To produce a classifier we need a dataset, which we split into three subsets:

- The **training set** is used the train the classifier
- The **validation set** is used to tune the classifier's hyperparameters (we won't delve into this further in these notebooks)
- The **test set** is used to evaluate how good the classifier is 

In this notebook, and in the following notebooks we are going to use a **customised version of the iris dataset**
and consider **the classification task of determining if a flower is (i) versicolor or (ii) virginica.** We will throw away the third class (setosas).

Note: multi-way classification (e.g. between 3 or more classes) is possible but will keep everything as two classes for simplicity.

In [None]:
import numpy as np
import sklearn.datasets # If you are running this locally, then `pip install sklearn` in your Python environment.

iris = sklearn.datasets.load_iris()
X = np.load('iris_standardised.npy') # Load our standardised iris data

### Creating our sets

We are going to learn classifiers using **supervised learning algorithms**. This means we need to provide a class label for each data point.

We are now going to load in the iris dataset, throw away the setosas, and split the remaining data into the three sets (train/val/test) with corresponding vectors for class labels. 

**Note: Manually splitting up a dataset is fairly tedious. Code will be provided to do it for you in the coursework lab.**

First, we are going to create a matrix `X_b` that contains only the veriscolor, and virginica data points. We can do this by looking at the following arrays:

- `iris.target` is an array of size $150$ where `iris.target[i]` is a numbered label for data point i
- `iris.target_names` tells you which species each numbered label corresponds to



In [None]:
print(iris.target_names)
print(iris.target)

We can check the target of data point `X[i,:]` by looking at `iris.target[i]`. If this is a 0 then it is a setosa. If this is a 1 it is a versicolor and if it is 2 it is virginica.

### SET TASKS
(1) Express each line of the records below as a row in a Markdown table with the columns Line No. and Record Text. Omit blank lines and leave the pictures out.
(2) Write the next part of the notebook excerpt on classifying iris flowers, picking up after its final sentence.

### WORKING DATA
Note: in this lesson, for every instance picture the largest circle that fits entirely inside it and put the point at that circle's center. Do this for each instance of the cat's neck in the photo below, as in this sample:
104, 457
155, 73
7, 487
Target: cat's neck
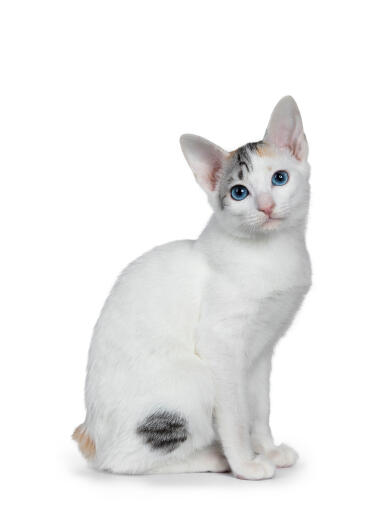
215, 234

### RESULTS FOR EACH TASK
(1)
| Line No. | Record Text |
|---|---|
| 1 | Note: in this lesson, for every instance picture the largest circle that fits entirely inside it and put the point at that circle's center. Do this for each instance of the cat's neck in the photo below, as in this sample: |
| 2 | 104, 457 |
| 3 | 155, 73 |
| 4 | 7, 487 |
| 5 | Target: cat's neck |
| 6 | 215, 234 |

(2)
We only want veriscolors and virginicas so we filter our data accordingly.

In [None]:
valid_data = np.where(iris.target != 0)[0] # Get targets that aren't zero
X_b = X[valid_data,:] # Get corresponding data points

Remember that for supervised learning algorithms, we need to provide class labels. Let's create a vector `y_b` where `y_b[i]` is 0 for veriscolors, and 1 for virginicas for `X_b[i,:]`. We can do this easily because we know that our remaining data is 50 versicolors followed by 50 virginicas.

In [None]:
y_b = np.concatenate([np.zeros(50), np.ones(50)])
print(y_b)

The final step is to split this into three sets. We are going to split our data with the ratio 40/20/40 into train/val/test at random.



In [None]:
np.random.seed(5) # Set a random seed

indices = np.array([i for i in range(100)]) # The numbers 0-99
print(indices)

In [None]:
np.random.shuffle(indices)
print(indices)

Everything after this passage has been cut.